* _EXERCISE_: Resume the forum discussion below about AI agency and superintelligence, starting right after its final sentence.

Leaving aside the case of whether such optimisation targets exist, let's tentatively grant them for now.
^{^}
Janus' Simulators offers an archetype that seems to provide a promising pathway to non agentic superhuman general intelligences.

I don't disagree, but we still need to deeply understand agency. superintelligent systems will have bubbles of agency arise in them, because everything acquires self-preservation as a goal to some degree, especially ones exposed to human culture. Of course it's probably a bad idea to create superintelligent hyper-targeted optimizers, as those would be incredibly overconfident about their objective, and overconfidence about your objective is looking to be a key kind of failure that defines strong unsafety.

eg, ref: https://causalincentives.com/

I'm nit criticising agent foundations work. I just don't really like the prospect of building superhuman agents.

I am also completely against building powerful autonomous agents (albeit for different reasons), but to avoid doing this seems to require extremely high levels of coordination. All it takes is one lab to build a singleton capable of disempowering humanity. It would be great to stay in the "tool AI" regime for as long as possible, but how?

I do not want a corrigible intent aligned godlike nanny serving my every whim; I want to be a god myself goddammit.

Would it be okay to be gods rigth hand?

Do countries being way more capable than citizens trigger these same feelings? What is relevantly different? Why is nanny bad but president foundated goverment not?

Probably because I identify strongly with other humans and don't expect artificial agents to be human or human like.

But the gist is that I don't think I'll appreciate humanity being coddled/enfeebled. I want AI to enhance/amplify human abilities, not to replace us.

In the video game Tacoma the protagonist is after data that an AI holds. The method of transfer for that is to take the AIs brain physically into a spaceship. As an item it is like a big glass videocard with two big panels of glass holding the circuitry between them. I think the game is trying to sell it as a surprise that the circuitry seems to be made out of biological matter and looks awfully lot like a brain scan slice. With the later "political asylum" sequence the game is trying to sell a transition of treating from the AI as a alien evil "other" to a peer sentient.

* _PROVIDED DATA_:
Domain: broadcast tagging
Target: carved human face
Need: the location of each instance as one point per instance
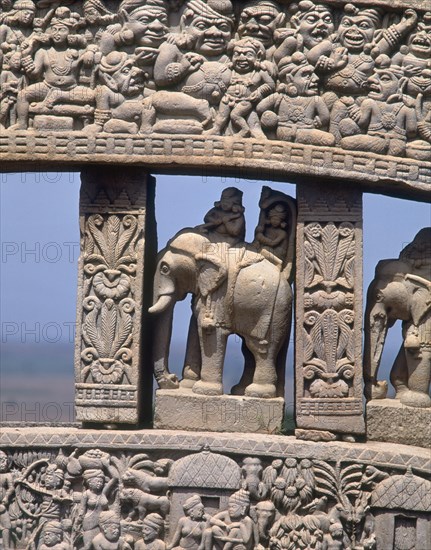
(3, 462)
(111, 531)
(420, 43)
(52, 480)
(235, 509)
(59, 34)
(197, 512)
(259, 22)
(212, 35)
(306, 81)
(96, 484)
(153, 26)
(25, 17)
(265, 512)
(51, 538)
(355, 31)
(130, 79)
(149, 533)
(383, 84)
(244, 59)
(315, 26)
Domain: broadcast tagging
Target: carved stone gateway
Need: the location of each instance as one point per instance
(331, 95)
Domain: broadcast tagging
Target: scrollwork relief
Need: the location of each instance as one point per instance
(329, 255)
(352, 77)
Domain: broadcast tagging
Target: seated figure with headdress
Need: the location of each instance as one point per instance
(385, 120)
(296, 112)
(56, 70)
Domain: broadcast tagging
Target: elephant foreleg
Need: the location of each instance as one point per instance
(248, 372)
(213, 349)
(399, 373)
(265, 376)
(193, 359)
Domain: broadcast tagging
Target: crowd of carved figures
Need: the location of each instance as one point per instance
(92, 499)
(356, 77)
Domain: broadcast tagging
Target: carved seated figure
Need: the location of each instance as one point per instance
(415, 59)
(194, 63)
(191, 527)
(295, 112)
(140, 31)
(151, 534)
(12, 82)
(57, 70)
(119, 97)
(232, 528)
(16, 25)
(109, 537)
(311, 33)
(401, 289)
(384, 121)
(250, 82)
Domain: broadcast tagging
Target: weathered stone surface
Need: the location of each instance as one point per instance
(184, 410)
(314, 88)
(329, 310)
(113, 381)
(390, 420)
(315, 435)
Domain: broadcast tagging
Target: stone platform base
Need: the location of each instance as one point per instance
(389, 420)
(185, 410)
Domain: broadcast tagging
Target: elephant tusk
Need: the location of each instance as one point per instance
(162, 304)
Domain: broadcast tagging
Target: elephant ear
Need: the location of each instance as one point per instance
(421, 298)
(211, 274)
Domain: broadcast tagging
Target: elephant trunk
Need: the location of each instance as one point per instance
(376, 327)
(164, 307)
(161, 305)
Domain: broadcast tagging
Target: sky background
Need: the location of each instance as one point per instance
(39, 253)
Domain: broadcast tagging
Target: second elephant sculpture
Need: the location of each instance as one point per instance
(402, 290)
(237, 288)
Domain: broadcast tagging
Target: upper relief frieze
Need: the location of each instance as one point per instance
(353, 77)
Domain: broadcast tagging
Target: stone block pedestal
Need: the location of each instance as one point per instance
(185, 410)
(389, 420)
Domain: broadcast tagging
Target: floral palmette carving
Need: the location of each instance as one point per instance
(109, 263)
(329, 251)
(329, 256)
(329, 353)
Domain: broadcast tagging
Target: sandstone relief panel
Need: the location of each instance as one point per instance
(97, 499)
(112, 76)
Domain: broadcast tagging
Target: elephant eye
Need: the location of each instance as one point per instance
(164, 268)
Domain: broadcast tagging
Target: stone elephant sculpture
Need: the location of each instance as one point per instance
(236, 286)
(401, 290)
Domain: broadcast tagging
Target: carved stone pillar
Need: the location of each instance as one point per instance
(329, 310)
(112, 371)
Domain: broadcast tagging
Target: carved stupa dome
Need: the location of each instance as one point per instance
(205, 469)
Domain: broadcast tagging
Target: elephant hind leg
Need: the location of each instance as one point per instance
(399, 373)
(248, 372)
(265, 376)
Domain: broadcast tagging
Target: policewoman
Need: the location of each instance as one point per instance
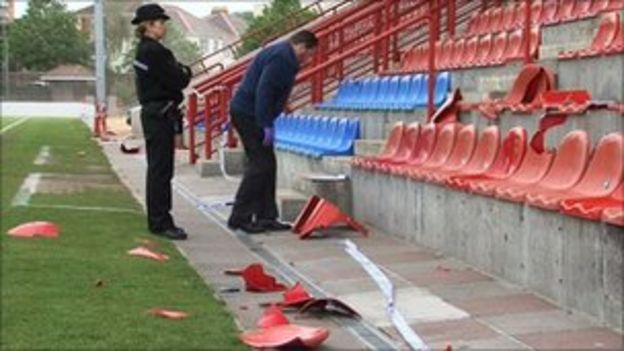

* _EXERCISE RESPONSE_:
If you ever feel tempted to carry around torches and chant "the silicons will not replace us" it would make sense to check that it is not coming from improperly right sources. Your subtrates chemical or electromagnetic wave permissitivity properties are not central social properties.

If you are a small pattern in decisions of a superintelligence, that doesn't mean that the decisions made by you, the pattern, are not your own. Same as with making decisions within physics. And there are better alternatives to physics, perhaps not allowing existential catastrophies or de novo superintelligent agents.

Simulator/simulation distinction allows many simulations with their own impregnable rules, including nonexistence of simulators. This way, existence of something in the world doesn't oppose the possibility of a different world where that thing was never present or indeed allowed by the laws of nature.

We don't get to make new scientific discoveries, new inventions, etc. with superhuman agents.

What self-actualisation means for me seems like it would be absent in the post singularity world?

A simulated world created after the singularity is not necessarily a post-singularity world, if singularity never happened in it. You already don't get to make discoveries that won't be available in the future, or in other Everett branches, and simulators are even less directly related to what's going on within the simulation.

You don't interact with other Everett branches, or the future, so it doesn't matter in the same way as what happens in the same world. If you exist within a simulation with appropriate laws of nature, you similarly won't be able to interact with things happening elsewhere, those things within a simulator won't be relevant for you in the same way as other Everett branches are not relevant to you within physics.